[Tasks to carry out]
1) Answer these from the GDC pipeline overview:
(a) What pipeline version is listed in the table?
(b) Who is named as the documentation author?
(c) Whose Genomic Data Commons was the pipeline designed for?
2) Carry on the overview of the GDC Whole Genome Somatic Single Sample pipeline, picking up after its last sentence.

[Supplied passage]

Genomic Data Commons (GDC) Whole Genome Somatic Single Sample Overview
9/12/2014
We are deprecating the Genomic Data Commons Whole Genome Somatic Single Sample Pipeline. Although the code will continue to be available, we are no longer supporting it.
Pipeline Version | Date Updated | Documentation Author | Questions or Feedback |
---|---|---|---|
GDCWholeGenomeSomaticSingleSample_v1.3.1 | January, 2024 | Elizabeth Kiernan | Please file an issue in WARP. |
Introduction to the GDC Whole Genome Somatic Single Sample pipeline
The GDC Whole Genome Somatic Single Sample (abbreviated GDC here) pipeline is the alignment and preprocessing workflow for genomic data designed for the National Cancer Institute's Genomic Data Commons.
A high-level overview of the pipeline in addition to tool parameters are available on the GDC Documentation site.

[Point-per-instance localization data]
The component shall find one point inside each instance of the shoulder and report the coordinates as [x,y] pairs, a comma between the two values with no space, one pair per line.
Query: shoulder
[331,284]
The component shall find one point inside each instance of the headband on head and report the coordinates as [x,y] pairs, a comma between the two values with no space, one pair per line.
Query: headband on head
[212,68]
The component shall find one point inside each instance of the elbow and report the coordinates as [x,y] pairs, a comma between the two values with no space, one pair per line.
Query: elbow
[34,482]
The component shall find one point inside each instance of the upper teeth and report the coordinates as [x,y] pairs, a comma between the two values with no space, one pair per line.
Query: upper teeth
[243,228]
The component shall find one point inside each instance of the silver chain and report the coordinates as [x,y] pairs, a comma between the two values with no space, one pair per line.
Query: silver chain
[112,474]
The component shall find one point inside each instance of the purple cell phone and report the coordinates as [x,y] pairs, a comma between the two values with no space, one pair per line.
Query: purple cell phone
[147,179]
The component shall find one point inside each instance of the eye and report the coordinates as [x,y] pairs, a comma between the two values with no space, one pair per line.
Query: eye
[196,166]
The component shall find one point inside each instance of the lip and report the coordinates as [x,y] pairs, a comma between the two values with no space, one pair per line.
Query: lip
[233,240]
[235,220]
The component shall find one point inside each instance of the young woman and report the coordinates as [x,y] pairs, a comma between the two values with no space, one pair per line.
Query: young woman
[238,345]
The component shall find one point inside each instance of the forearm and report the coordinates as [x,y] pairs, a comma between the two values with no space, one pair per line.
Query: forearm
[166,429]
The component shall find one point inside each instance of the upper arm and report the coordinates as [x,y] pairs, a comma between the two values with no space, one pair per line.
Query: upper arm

[Responses by item number]
1)
(a) GDCWholeGenomeSomaticSingleSample_v1.3.1
(b) Elizabeth Kiernan
(c) The National Cancer Institute's

2)
Overall, the pipeline converts reads (CRAM or BAM) to FASTQ and (re)aligns them to the latest human reference genome (see the GDC Reference Genome section below). Each read group is aligned separately. Read group alignments that belong to a single sample are then merged and duplicate reads are flagged for downstream variant calling.
Set-up
Workflow installation and requirements
The workflow is written in the Workflow Description Language WDL and can be downloaded by cloning the warp repository in GitHub. The workflow can be deployed using Cromwell, a GA4GH compliant, flexible workflow management system that supports multiple computing platforms.
For the latest workflow version and release notes, please see the changelog.
Software version requirements
- GATK 4.5.0.0
- Picard 2.26.10
- Samtools 1.11
- Python 3.0
- Cromwell version support
- Successfully tested on v52
- Does not work on versions < v23 due to output syntax
- Papi version support
- Successfully tested on Papi v2
Input descriptions
The table below describes each of the GDC pipeline inputs. The workflow requires a single aligned CRAM or BAM file, or a single unmapped BAM (uBAM) as input, and is set up to run on samples with reads greater than 75 bp.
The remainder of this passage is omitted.